Would you restate, exactly as they appear, the lines from the one containing "Mark the printed" through the end of the data below?

DATA SHOWN:
════════
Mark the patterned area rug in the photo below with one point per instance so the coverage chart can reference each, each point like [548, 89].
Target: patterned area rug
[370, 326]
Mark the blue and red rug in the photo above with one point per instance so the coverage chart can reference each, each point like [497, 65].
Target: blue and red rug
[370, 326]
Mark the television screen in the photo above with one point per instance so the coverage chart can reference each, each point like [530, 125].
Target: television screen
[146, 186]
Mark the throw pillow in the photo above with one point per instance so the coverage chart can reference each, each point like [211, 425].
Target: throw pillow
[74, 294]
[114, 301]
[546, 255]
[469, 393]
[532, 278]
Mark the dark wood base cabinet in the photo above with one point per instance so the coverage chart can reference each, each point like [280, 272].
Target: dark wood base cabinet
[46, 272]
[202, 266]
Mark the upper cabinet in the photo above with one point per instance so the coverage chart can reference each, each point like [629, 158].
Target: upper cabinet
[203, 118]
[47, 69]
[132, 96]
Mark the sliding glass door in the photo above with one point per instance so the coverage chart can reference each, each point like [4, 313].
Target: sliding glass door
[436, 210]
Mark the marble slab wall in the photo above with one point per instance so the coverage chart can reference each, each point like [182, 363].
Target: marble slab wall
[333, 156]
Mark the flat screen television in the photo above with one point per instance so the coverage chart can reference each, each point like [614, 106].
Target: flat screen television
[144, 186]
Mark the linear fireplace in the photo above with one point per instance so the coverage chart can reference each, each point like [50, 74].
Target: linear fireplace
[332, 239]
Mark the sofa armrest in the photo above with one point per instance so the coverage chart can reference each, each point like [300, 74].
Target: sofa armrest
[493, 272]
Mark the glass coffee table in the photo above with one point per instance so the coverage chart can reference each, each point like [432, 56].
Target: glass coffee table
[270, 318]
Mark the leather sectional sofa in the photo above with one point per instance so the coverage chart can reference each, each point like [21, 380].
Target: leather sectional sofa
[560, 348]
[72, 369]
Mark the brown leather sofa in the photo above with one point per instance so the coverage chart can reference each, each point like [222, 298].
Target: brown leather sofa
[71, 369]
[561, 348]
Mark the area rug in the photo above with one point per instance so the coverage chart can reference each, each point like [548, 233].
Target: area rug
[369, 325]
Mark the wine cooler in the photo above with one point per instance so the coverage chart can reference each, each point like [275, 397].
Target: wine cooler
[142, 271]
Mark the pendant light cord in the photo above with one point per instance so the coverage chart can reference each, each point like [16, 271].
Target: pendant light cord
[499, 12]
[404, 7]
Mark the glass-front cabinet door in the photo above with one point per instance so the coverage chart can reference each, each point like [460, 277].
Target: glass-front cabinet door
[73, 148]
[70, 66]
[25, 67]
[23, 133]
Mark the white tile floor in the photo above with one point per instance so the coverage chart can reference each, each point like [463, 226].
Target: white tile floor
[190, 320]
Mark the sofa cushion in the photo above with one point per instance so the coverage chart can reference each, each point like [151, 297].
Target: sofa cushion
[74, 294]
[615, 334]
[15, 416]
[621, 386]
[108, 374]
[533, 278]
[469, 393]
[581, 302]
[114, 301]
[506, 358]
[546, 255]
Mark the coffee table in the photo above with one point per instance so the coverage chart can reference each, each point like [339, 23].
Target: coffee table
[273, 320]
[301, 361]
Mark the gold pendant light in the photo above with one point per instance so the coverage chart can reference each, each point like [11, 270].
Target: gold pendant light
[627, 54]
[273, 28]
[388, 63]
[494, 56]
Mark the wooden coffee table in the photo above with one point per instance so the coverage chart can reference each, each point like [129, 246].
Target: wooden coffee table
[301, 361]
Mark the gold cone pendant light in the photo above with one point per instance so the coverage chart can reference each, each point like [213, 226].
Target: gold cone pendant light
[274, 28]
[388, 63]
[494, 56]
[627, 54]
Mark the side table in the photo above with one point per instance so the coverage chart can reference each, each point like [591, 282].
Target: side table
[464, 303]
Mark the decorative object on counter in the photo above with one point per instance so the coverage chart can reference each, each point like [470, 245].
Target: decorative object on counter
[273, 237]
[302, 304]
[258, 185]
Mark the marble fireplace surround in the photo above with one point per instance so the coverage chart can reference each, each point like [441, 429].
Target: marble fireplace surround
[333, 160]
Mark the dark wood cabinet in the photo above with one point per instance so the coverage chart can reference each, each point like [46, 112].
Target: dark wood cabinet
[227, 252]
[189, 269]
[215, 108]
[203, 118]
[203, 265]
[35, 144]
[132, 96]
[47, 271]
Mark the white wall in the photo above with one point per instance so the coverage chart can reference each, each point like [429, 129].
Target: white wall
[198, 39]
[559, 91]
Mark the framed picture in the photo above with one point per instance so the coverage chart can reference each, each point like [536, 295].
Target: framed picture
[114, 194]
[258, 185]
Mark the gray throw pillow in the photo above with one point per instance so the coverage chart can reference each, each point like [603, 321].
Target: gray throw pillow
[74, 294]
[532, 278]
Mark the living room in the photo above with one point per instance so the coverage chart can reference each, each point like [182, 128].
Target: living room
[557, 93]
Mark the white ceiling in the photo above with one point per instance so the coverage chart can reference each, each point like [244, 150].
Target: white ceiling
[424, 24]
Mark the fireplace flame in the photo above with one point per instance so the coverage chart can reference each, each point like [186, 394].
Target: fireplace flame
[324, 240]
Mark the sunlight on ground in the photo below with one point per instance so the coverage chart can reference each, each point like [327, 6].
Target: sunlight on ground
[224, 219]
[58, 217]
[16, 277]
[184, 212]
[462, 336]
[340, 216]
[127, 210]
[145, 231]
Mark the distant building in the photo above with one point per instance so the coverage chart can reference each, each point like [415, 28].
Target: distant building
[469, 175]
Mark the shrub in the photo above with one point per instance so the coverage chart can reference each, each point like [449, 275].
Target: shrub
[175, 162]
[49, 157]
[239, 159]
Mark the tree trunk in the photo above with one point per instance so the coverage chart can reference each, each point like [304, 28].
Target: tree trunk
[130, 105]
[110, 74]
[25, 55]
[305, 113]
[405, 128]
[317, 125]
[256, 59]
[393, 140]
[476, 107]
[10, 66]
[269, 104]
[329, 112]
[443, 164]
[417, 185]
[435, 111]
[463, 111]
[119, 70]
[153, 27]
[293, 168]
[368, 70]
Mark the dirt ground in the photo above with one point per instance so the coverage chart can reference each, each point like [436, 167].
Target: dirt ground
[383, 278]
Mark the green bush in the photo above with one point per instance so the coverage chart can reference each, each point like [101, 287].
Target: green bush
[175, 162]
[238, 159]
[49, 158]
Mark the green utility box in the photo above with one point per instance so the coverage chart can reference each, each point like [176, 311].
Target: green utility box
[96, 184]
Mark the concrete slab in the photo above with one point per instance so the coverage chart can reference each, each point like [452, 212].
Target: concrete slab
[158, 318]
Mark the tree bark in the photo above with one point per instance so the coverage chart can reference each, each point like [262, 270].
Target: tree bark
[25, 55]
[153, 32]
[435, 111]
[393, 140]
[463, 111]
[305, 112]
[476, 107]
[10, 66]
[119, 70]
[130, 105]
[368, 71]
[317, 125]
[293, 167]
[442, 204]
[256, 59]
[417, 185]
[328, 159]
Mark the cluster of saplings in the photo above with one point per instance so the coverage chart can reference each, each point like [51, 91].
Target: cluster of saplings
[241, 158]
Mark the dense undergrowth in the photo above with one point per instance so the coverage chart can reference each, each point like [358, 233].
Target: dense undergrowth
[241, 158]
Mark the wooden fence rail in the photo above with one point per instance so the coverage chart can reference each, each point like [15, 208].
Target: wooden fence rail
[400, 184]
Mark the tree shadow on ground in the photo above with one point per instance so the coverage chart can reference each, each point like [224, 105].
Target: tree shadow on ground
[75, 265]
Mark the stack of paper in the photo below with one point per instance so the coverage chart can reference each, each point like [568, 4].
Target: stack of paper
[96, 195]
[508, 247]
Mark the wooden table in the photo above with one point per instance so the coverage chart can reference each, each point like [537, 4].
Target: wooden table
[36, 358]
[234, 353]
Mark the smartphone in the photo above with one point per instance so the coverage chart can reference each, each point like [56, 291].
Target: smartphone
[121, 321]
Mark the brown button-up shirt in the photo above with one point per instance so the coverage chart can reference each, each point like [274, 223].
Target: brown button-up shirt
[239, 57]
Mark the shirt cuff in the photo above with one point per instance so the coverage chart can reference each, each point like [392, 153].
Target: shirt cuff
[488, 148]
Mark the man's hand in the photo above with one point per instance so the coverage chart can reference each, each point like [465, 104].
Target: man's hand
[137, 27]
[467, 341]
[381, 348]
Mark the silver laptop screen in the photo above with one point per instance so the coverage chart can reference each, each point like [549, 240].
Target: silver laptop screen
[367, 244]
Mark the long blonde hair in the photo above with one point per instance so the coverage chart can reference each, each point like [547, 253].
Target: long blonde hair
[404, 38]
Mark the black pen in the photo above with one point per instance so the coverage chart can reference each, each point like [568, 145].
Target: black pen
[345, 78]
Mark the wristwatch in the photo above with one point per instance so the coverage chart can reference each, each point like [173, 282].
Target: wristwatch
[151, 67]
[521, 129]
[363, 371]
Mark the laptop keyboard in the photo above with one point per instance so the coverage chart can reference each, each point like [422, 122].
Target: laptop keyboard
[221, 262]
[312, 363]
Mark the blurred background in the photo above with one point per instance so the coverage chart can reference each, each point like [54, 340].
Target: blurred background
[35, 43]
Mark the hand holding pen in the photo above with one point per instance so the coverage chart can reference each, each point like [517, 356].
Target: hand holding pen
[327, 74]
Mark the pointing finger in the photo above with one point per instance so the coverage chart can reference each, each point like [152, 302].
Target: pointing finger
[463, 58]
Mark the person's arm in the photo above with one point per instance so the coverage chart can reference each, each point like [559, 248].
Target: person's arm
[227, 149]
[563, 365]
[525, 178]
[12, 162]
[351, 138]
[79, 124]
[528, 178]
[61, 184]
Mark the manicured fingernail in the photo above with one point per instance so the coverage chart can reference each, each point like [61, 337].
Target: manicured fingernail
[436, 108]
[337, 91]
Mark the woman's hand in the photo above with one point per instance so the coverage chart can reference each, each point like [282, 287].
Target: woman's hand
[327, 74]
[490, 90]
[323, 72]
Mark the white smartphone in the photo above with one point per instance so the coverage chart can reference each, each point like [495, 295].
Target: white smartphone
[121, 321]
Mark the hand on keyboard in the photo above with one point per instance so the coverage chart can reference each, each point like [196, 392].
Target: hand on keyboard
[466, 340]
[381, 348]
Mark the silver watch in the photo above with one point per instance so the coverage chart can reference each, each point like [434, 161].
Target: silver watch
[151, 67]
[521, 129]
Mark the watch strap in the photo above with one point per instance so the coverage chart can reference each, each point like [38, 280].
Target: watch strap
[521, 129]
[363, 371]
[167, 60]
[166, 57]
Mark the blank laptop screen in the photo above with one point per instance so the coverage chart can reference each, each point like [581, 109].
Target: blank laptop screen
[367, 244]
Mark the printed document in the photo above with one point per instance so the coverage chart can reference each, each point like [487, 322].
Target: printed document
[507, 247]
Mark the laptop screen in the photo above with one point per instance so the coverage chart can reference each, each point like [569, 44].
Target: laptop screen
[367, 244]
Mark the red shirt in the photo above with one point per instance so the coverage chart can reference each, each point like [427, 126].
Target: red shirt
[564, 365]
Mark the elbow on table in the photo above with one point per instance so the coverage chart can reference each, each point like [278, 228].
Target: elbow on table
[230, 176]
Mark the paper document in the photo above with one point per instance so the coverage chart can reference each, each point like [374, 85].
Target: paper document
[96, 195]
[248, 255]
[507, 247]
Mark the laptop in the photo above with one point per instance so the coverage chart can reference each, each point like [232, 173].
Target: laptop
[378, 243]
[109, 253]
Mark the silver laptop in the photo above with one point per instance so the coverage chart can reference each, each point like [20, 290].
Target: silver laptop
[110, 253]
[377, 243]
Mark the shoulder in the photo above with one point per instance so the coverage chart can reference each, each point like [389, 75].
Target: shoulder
════════
TASK RESPONSE:
Mark the printed document in the photo above with one point per instance so the coverage chart can reference each, each point like [487, 322].
Target: printed document
[507, 247]
Mark the laptop screen in the photo above with one point per instance so the coverage chart can reference each, each point like [569, 44].
Target: laptop screen
[367, 244]
Mark the red shirt in the photo above with one point per instance so the coverage chart can reference each, each point like [427, 126].
Target: red shirt
[564, 365]
Mark the elbow on table in the photo above with one point per instance so the coverage chart can reference each, each point like [278, 228].
Target: elbow on table
[230, 176]
Mark the paper document in the photo above with one point per instance so the coverage chart can reference each, each point like [374, 85].
Target: paper document
[96, 195]
[248, 255]
[507, 247]
Mark the laptop in the photo above with one point per instance so the coverage chart can reference each, each point like [232, 173].
Target: laptop
[378, 243]
[109, 253]
Mark the silver laptop in the photo above with one point per instance so the coverage chart can reference each, each point like [20, 290].
Target: silver laptop
[110, 253]
[377, 243]
Mark the shoulder in the photo above with one point per instance so the coverage chart can reference each, each point like [389, 75].
Target: shoulder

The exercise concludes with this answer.